Please explain, in one to three sentences, why one reply in the forum thread below says a phone with no tower in range won't transmit at maximum power.

* Document section
<<<<
Withstand 200V per square meter? If that's not just a typo, we are talking about a change in magnetic flow density. 30uV/m, in contrast, is an electric field strength. The electric field around any battery is much larger than that, but nobody wants to prohibit carrying batteries around. You don't get any magnetic flow from that, but you can get magnetic flow from a change in electric field change. In fact, depending on the frequency of the change, the change in magnetic flow density can get arbitrarily large even when we are talking about an amplitude of just 30uV/m.

Re:Hope the committee has a better grasp of units (0)

at10u8 (179705) | about 7 months ago | (#45053739)

Yes, my inner physicist is hurting badly that neither author nor editor seems to grasp the subject enough to notice the inconsistency.

Re:Hope the committee has a better grasp of units (0)

Anonymous Coward | about 7 months ago | (#45054091)

Withstand 200V per square meter? If that's not just a typo, we are talking about a change in magnetic flow density. 30uV/m, in contrast, is an electric field strength.

Actually, if we are indeed talking about magnetic flow, 200V per square meter means that if I loop off one square meter with a wire, that wire will show 200V when measured with a high-impendance instrument.

But that's just 200uV per square millimetre. Now a Kindle is nothing that I'd be afraid of using normal operation. But then it has WLAN which is intended to transmit radiation. But that's sort of low-profile. What's really scary is a Kindle 3G or a mobile phone. Those suckers are intended to broadcast over a distance of dozens of kilometres.

And since people are too stupid to recognize the implications of 3G devices (in particular when there is no cell phone tower nearby and they try finding one with maximum broadcast power) and flight personnel can't be expected to tell them apart, "devices off" does make sense to me.

It would probably already mitigate the problem if there was a "cell tower" in the plane that listened to cellphones and told them "pipe down, I can perfectly hear you". It would not even need to actually provide a connection, just answer the cell phones' increasingly louder cries for attention.

Re:Hope the committee has a better grasp of units (1)

Anonymous Coward | about 7 months ago | (#45054323)

Phones don't randomly go off transmitting at maximum power when they lack a signal. Quite the opposite: they hop around in receive mode on all available channels until they find something. Otherwise they'd be violating spectrum rules all over the place - your phone isn't supposed to transmit until a tower tells it what band it needs to transmit on.

It is true that phones talking to a far-away tower with a weak signal will use higher transmit power, but they will not transmit at all if the tower is completely gone.

Now, if phones do manage to catch a weak signal from a tower down below, that could be an issue. I'm not sure how realistic that is, given that cell towers are designed to transmit sideways, not upwards, but it could happen.

Questions (4, Interesting)

Phroggy (441) | about 7 months ago | (#45053729)

How does the government shutdown affect the FAA's ability to make these sorts of policy changes? I would assume that the people who make these decisions have been furloughed, so all existing regulations stand until Congress gets their heads out of their asses?

Also, is there any danger posed by dozens of Kindles flying around the cabin in the event of a crash landing? I realize the current regulations allow non-electronic items such as books, but is this a concern at all?

It's encouraging to see these kinds of changes coming. I'm glad the FAA is revisiting this issue (or will be once we start paying them again).
>>>>
* Data excerpt
<<<<
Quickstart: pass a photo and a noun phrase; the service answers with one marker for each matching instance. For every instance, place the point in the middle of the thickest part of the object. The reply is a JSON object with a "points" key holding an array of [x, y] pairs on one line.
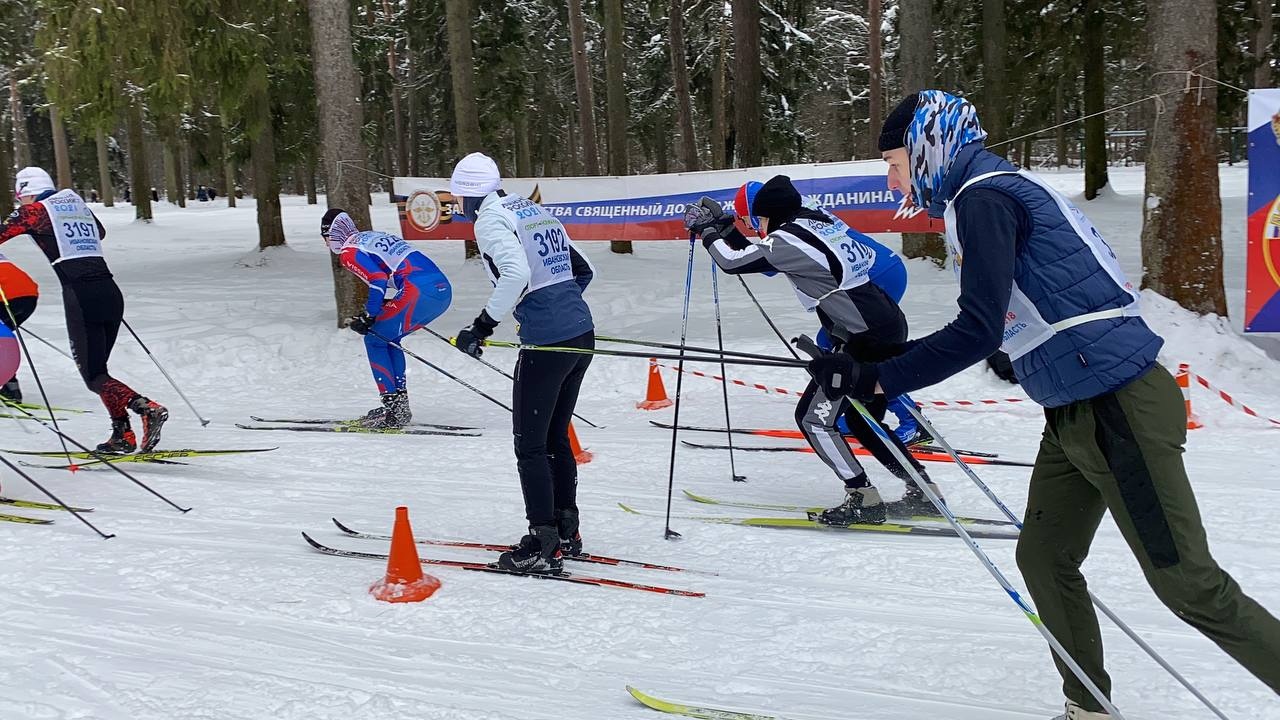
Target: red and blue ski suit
{"points": [[406, 291]]}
>>>>
* Exercise result
With no signal, a phone hops across all available channels in receive mode until it finds something. It isn't supposed to transmit until a tower tells it which band to use, and doing so would violate spectrum rules. So it doesn't transmit at all when the tower is completely gone.